# [Problem to work on]
Swap "drop a dot" for "place a point" throughout the records below, and write out all their lines again with nothing else changed. Leave the pictures out.

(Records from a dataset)
__________________________________________________
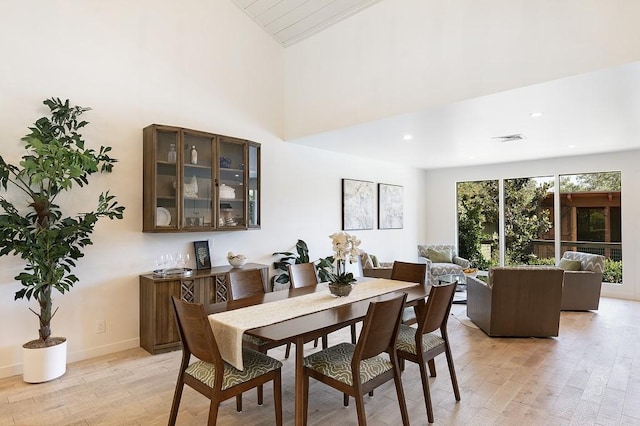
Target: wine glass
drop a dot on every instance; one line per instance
(184, 260)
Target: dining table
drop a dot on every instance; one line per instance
(309, 320)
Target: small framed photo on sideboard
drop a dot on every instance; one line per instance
(201, 253)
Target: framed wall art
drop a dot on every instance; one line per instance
(201, 253)
(390, 206)
(358, 204)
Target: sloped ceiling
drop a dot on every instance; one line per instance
(289, 21)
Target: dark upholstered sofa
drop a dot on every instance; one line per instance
(517, 301)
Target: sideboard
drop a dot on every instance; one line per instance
(158, 329)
__________________________________________________
# [Reply to the task]
Target: wine glass
place a point on every instance; one line per instance
(184, 260)
Target: dining table
place a point on every instance; one line per instance
(309, 320)
Target: small framed photo on sideboard
place a point on every instance; one line per instance
(201, 253)
Target: framed wall art
place a point on every instance; one line per instance
(201, 253)
(390, 206)
(358, 204)
Target: sloped ceiling
place a point on every instance; one line per instance
(289, 21)
Target: dark upholstered sofa
place a point on every instance; one line per instance
(517, 301)
Target: sideboard
place a point on every instance; one line per instance
(158, 329)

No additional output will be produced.